**Exercise prompt**
Every line below that holds "tight" must be copied.

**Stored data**
---
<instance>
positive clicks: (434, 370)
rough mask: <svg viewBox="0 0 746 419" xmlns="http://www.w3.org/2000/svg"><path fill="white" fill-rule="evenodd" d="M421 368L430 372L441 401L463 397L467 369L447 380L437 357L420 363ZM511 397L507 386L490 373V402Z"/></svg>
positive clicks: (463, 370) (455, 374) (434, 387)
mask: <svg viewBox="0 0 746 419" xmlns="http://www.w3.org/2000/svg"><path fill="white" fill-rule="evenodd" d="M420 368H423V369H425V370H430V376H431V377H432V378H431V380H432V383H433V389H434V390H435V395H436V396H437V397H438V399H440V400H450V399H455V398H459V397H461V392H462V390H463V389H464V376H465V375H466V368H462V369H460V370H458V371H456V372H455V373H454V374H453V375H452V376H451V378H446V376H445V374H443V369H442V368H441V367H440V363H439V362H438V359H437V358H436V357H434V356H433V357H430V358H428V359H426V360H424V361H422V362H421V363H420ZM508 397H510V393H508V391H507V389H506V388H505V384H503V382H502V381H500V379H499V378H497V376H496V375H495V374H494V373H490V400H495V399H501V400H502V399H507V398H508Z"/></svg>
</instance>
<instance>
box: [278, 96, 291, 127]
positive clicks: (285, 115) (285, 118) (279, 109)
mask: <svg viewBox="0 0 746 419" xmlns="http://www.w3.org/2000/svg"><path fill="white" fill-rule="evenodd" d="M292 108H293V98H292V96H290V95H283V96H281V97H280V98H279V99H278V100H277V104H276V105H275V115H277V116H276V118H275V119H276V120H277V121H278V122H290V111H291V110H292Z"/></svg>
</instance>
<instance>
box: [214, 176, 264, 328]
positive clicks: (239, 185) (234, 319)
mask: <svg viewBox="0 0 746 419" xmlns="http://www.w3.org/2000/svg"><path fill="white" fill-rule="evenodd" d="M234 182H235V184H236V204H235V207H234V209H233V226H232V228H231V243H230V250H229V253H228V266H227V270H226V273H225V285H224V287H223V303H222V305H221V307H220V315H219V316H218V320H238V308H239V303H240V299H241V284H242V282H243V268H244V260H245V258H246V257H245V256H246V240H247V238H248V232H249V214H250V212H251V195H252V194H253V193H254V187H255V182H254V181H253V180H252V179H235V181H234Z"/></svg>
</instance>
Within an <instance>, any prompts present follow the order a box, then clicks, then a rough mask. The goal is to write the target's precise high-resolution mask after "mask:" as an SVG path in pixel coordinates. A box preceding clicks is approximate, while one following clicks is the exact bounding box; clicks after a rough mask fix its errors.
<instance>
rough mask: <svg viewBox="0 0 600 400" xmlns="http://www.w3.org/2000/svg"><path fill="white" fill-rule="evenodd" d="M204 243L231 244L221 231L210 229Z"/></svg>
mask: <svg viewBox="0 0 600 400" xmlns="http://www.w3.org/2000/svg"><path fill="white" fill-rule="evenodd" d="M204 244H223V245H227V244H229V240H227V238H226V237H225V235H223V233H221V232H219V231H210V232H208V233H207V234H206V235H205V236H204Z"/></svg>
---
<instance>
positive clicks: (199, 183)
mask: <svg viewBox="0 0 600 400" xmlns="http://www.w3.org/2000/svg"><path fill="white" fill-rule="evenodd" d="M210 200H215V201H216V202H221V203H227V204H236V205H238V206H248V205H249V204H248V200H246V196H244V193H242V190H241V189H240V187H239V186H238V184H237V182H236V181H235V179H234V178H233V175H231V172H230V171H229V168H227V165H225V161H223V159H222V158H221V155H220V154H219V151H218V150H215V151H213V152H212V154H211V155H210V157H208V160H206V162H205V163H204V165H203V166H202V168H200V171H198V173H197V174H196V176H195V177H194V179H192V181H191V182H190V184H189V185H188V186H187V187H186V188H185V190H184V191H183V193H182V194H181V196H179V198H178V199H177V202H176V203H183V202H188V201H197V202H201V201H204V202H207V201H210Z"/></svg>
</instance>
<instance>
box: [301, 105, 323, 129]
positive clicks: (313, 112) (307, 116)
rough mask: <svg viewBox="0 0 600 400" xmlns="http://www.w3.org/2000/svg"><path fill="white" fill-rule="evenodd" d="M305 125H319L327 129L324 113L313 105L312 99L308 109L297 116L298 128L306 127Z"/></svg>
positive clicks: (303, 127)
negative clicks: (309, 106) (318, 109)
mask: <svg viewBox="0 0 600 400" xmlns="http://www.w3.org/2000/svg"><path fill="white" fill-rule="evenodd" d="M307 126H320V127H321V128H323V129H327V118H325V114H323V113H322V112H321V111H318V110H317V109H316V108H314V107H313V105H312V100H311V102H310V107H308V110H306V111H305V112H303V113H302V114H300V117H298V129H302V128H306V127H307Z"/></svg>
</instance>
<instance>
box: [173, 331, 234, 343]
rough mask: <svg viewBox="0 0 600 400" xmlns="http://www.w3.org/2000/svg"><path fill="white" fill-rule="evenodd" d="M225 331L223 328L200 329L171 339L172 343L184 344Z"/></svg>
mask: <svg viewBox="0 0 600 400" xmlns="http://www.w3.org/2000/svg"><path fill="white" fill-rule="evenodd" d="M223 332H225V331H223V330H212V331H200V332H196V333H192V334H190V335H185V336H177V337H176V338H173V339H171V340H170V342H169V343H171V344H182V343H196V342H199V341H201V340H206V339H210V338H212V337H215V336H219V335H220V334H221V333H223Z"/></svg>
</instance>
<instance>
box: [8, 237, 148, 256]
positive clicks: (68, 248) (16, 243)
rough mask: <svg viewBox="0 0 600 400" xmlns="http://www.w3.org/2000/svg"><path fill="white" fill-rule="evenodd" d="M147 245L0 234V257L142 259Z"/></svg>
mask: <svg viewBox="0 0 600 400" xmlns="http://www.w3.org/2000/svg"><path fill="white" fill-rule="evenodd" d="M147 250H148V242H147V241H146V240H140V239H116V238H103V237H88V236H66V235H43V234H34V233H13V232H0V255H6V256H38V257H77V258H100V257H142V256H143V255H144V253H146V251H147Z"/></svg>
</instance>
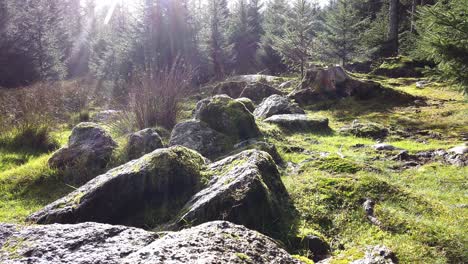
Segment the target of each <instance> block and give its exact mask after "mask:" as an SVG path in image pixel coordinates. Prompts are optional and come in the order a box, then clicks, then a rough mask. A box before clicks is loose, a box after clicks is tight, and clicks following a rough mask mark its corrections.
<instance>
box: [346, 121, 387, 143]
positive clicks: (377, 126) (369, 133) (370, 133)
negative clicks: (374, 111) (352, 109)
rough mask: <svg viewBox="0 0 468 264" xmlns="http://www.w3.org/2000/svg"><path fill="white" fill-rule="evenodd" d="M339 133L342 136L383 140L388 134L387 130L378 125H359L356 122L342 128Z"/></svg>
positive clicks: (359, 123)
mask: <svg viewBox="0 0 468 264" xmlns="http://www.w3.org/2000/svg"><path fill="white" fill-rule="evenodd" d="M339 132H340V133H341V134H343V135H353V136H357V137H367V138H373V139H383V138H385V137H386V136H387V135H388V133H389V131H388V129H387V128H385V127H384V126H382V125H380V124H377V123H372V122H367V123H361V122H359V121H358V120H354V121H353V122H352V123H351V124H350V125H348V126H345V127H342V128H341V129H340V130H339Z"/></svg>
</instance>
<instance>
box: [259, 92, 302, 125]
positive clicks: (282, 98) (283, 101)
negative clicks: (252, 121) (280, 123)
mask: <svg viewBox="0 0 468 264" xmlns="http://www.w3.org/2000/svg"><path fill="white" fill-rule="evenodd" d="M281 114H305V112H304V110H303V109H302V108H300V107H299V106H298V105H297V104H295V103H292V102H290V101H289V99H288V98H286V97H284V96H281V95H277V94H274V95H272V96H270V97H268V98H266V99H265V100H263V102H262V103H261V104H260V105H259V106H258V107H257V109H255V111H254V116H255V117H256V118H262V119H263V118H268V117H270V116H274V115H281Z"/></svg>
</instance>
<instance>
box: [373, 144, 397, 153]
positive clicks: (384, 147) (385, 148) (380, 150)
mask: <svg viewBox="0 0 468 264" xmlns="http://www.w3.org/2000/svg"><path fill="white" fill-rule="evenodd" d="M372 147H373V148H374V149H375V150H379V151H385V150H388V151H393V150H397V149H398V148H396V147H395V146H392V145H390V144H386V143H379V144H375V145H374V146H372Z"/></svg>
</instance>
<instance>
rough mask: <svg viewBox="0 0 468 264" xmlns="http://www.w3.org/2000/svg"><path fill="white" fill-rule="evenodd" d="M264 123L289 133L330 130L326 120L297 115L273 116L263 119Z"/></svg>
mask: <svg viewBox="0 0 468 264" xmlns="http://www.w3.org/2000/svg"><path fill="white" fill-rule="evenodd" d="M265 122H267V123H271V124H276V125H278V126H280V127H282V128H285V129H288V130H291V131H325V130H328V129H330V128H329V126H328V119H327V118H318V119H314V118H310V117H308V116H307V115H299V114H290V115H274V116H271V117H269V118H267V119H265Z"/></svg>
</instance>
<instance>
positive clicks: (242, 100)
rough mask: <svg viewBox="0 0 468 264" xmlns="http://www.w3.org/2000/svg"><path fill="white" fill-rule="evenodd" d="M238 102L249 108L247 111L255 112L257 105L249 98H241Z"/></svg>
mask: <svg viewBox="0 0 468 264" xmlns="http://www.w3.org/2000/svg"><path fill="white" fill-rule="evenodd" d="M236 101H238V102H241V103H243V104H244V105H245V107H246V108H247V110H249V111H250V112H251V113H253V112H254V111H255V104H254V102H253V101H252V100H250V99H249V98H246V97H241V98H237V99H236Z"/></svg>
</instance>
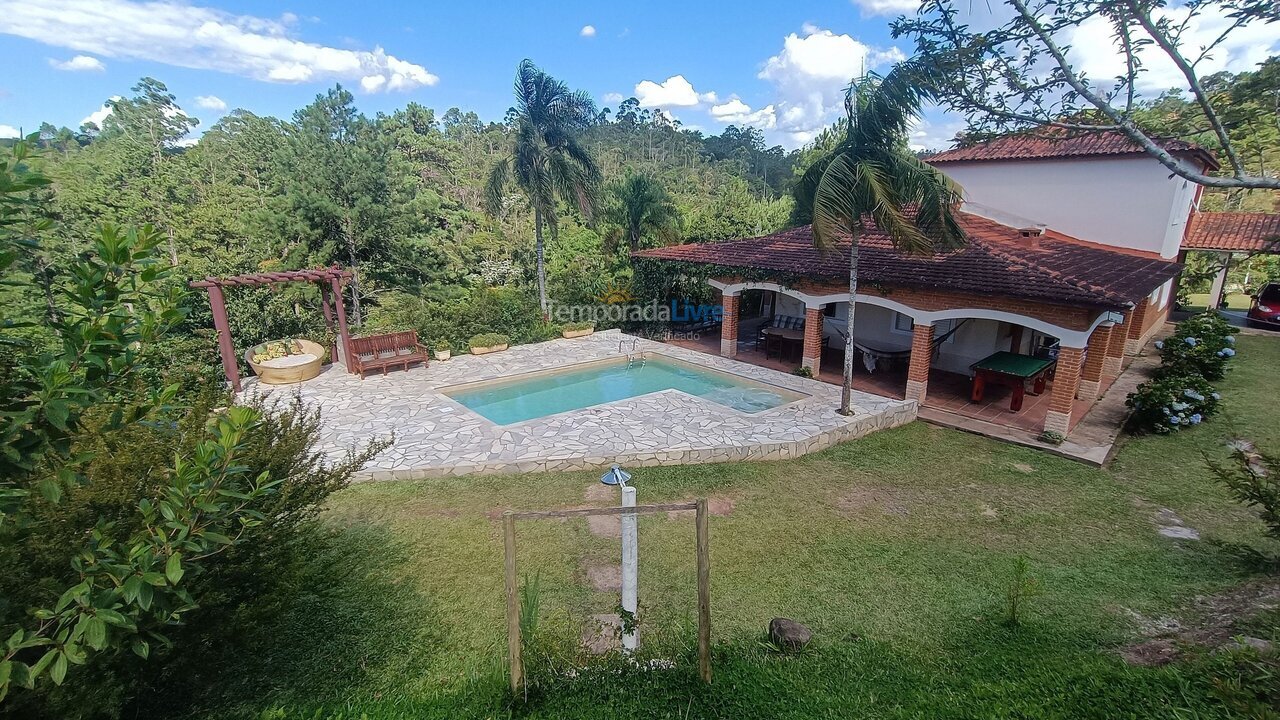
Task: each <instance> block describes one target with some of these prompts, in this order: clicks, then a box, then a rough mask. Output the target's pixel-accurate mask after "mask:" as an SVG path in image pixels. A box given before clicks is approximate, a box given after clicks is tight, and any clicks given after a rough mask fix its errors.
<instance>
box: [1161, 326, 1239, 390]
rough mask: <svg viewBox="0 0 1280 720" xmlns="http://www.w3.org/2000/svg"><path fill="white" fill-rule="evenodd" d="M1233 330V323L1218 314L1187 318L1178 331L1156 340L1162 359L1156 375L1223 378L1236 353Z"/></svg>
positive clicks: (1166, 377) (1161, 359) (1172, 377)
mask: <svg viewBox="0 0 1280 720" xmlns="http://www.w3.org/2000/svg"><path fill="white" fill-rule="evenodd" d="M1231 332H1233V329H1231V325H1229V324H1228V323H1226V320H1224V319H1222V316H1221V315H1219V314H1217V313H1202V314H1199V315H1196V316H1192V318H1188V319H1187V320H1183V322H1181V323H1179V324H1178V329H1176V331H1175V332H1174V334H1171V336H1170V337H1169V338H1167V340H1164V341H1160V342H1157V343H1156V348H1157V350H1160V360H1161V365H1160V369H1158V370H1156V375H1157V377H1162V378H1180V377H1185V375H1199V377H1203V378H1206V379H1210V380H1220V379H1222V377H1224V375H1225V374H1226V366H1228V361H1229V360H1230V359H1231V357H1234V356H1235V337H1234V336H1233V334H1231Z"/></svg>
---
**The completed task**
Segment the target of each <instance> block and give its exact mask after "mask:" as an SVG path in image pixel coordinates. Prompts are optional and come in the order a box, then clicks, then a rough mask. A box before clicks is loose, a box after clicks is tight, and clicks following a rough mask mark its corrections.
Task: each <instance> block describes one target with some of these prompts, in this order: clicks, then a box, then a rough mask. Output the target's pixel-accurate mask after "mask:" as an SVG path in image pixels. A box given before clicks is approximate, a box given after clicks is tight, and any clicks given after a rough mask fix its errors.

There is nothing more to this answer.